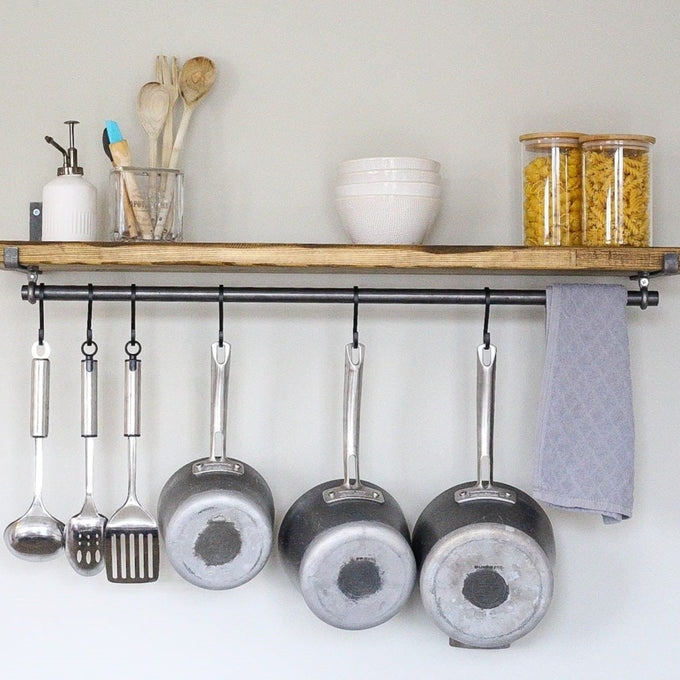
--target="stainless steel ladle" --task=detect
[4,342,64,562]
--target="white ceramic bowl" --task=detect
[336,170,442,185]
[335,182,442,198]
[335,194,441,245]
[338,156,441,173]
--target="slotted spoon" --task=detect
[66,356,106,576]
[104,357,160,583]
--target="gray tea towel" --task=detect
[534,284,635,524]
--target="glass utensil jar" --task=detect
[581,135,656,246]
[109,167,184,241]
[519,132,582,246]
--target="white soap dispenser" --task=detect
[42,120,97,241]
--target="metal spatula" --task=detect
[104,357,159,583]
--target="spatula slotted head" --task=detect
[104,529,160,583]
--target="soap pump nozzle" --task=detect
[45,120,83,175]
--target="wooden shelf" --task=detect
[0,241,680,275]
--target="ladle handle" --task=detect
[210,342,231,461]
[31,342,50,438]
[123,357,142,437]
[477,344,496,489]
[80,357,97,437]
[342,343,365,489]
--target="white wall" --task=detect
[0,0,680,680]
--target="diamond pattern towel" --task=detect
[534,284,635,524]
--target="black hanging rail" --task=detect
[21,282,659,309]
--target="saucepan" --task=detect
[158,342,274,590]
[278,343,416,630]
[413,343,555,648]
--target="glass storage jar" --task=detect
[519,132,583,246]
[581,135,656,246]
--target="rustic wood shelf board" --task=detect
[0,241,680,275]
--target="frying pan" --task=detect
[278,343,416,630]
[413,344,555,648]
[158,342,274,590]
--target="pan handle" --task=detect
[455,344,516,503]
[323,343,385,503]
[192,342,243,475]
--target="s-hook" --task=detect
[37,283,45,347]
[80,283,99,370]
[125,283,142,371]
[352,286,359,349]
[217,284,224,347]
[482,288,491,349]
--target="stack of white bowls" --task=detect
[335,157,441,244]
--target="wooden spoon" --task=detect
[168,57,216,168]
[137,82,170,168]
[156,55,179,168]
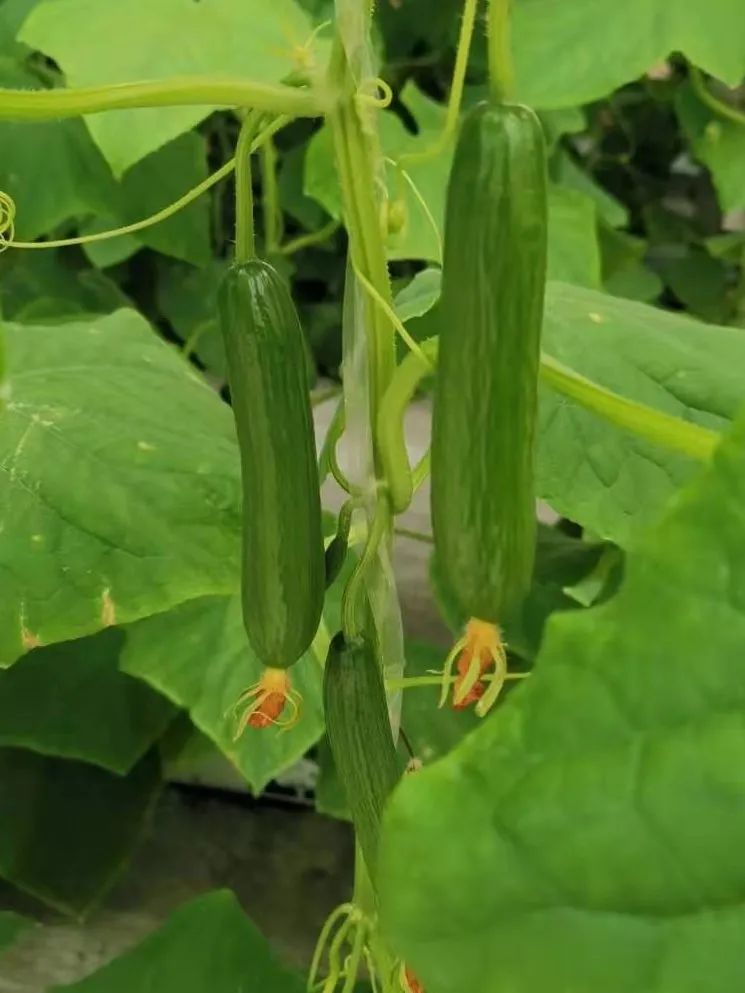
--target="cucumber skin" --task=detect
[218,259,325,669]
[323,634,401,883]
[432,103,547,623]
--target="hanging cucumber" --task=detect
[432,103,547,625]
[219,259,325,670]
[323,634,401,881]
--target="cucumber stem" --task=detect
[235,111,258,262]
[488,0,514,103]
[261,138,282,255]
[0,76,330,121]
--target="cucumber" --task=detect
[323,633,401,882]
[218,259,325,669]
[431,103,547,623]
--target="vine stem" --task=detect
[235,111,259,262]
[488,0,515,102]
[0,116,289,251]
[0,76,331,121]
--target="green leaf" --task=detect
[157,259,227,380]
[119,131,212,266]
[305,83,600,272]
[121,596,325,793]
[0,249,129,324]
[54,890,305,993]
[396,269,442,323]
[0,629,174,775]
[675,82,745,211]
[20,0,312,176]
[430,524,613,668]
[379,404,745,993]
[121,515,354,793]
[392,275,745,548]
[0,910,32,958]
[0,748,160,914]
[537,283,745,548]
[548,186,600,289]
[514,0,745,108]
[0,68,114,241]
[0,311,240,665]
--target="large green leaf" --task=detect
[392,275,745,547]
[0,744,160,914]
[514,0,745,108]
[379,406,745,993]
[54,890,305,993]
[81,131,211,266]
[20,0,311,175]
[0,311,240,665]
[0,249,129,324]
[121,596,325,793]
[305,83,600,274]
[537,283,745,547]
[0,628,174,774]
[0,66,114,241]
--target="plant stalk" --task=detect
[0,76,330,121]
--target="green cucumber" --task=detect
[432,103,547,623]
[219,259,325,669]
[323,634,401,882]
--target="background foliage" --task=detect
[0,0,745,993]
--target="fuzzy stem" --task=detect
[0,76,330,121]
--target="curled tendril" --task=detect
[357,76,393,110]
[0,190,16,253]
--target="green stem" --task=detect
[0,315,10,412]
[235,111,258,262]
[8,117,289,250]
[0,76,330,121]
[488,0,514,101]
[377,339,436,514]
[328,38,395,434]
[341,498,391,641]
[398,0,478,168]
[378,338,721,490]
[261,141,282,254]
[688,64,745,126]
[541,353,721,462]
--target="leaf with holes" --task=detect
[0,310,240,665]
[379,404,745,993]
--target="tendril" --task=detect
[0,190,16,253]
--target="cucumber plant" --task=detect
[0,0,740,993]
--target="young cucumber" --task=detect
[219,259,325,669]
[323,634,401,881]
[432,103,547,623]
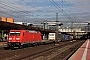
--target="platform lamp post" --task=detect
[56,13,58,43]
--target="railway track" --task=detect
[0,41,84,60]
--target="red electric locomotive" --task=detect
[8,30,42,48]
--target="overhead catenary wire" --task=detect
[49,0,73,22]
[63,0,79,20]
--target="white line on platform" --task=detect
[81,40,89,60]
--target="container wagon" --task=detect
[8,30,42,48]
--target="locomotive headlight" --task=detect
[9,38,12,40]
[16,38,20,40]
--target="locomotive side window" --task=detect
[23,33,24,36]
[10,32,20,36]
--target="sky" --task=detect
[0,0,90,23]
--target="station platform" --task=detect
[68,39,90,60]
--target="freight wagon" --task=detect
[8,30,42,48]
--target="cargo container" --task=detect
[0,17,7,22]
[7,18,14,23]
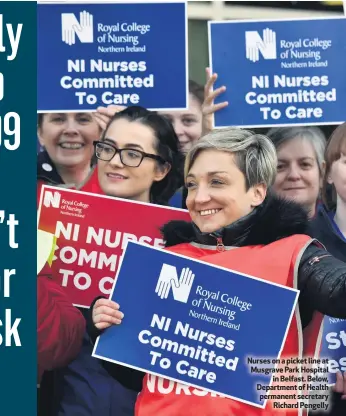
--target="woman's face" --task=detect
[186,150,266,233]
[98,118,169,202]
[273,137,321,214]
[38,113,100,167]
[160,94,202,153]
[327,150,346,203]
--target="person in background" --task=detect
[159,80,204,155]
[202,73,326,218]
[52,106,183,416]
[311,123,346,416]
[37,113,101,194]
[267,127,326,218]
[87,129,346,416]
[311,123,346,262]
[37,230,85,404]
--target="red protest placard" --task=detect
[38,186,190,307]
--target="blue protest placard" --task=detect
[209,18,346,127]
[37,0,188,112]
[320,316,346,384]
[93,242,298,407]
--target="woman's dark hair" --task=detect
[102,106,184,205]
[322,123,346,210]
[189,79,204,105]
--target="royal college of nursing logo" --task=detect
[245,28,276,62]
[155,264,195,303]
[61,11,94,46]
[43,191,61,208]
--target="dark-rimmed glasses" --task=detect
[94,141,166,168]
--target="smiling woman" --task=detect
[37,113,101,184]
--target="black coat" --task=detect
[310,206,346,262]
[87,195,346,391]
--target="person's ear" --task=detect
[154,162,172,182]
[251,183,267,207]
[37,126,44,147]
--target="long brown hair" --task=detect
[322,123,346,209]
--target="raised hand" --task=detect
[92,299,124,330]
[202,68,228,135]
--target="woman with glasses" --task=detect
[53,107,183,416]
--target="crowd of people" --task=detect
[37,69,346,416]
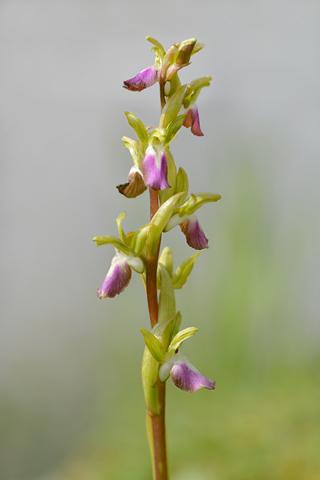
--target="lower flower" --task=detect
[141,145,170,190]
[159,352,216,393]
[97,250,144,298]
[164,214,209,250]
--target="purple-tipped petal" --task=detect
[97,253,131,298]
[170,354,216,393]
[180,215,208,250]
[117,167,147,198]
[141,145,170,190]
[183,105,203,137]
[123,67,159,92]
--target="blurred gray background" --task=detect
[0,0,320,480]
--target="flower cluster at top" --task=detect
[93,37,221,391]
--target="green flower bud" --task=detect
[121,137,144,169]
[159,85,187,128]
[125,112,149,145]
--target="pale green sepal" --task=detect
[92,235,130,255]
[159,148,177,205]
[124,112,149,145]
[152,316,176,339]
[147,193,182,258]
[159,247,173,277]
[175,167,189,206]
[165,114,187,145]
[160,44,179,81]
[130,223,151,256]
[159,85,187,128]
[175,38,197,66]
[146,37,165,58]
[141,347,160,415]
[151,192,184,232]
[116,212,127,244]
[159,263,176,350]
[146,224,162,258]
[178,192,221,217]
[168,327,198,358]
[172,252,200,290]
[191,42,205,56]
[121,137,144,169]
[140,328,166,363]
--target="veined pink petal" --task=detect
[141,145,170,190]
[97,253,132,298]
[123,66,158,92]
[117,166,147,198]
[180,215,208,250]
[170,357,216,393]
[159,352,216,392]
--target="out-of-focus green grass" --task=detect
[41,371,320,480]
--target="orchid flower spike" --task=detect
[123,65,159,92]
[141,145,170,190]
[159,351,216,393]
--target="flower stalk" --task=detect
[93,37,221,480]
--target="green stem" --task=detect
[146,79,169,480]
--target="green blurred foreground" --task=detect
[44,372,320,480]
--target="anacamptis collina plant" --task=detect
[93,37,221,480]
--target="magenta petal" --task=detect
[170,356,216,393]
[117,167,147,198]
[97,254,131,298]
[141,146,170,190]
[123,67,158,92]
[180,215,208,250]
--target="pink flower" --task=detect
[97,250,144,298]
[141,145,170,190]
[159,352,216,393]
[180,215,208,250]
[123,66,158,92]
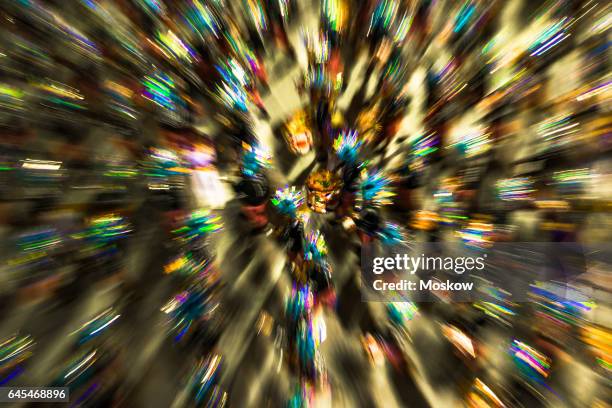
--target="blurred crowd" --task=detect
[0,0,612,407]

========

▶ _Given exercise_
Reproduce the material from its beginning through the line containing "[21,282,659,309]", inclusive, keeping every request line and offsetting each bounding-box coordinate by -94. Omit the pictures from your answer.

▶ _Result for this task_
--target="stainless steel ladle" --task=detect
[-90,248,-30,468]
--target="white ceramic bowl" --task=detect
[242,76,348,91]
[241,88,348,104]
[241,100,347,151]
[244,62,347,79]
--target="slotted spoon" --task=detect
[-28,262,12,482]
[10,263,66,489]
--target="gray tea towel" --task=detect
[440,190,541,430]
--target="glass utensil jar" --task=detect
[487,41,562,152]
[15,73,90,147]
[425,38,488,152]
--target="white soap dispenser" --task=detect
[-52,26,3,147]
--target="metal spatula" --task=detect
[10,263,65,489]
--target="spatula slotted head" --task=detect
[10,435,66,489]
--target="soap pump nozzle" --task=detect
[-49,26,-11,81]
--target="wooden shelf" --task=detect
[-94,147,586,181]
--target="ladle handle" --task=detect
[116,248,137,367]
[-63,248,-44,344]
[29,263,48,343]
[383,250,402,395]
[-14,263,3,343]
[248,249,271,395]
--target="white wall" --task=detect
[-94,-94,586,586]
--target="diamond pattern towel" --task=detect
[440,190,541,430]
--target="black hanging rail" --task=detect
[-73,188,565,215]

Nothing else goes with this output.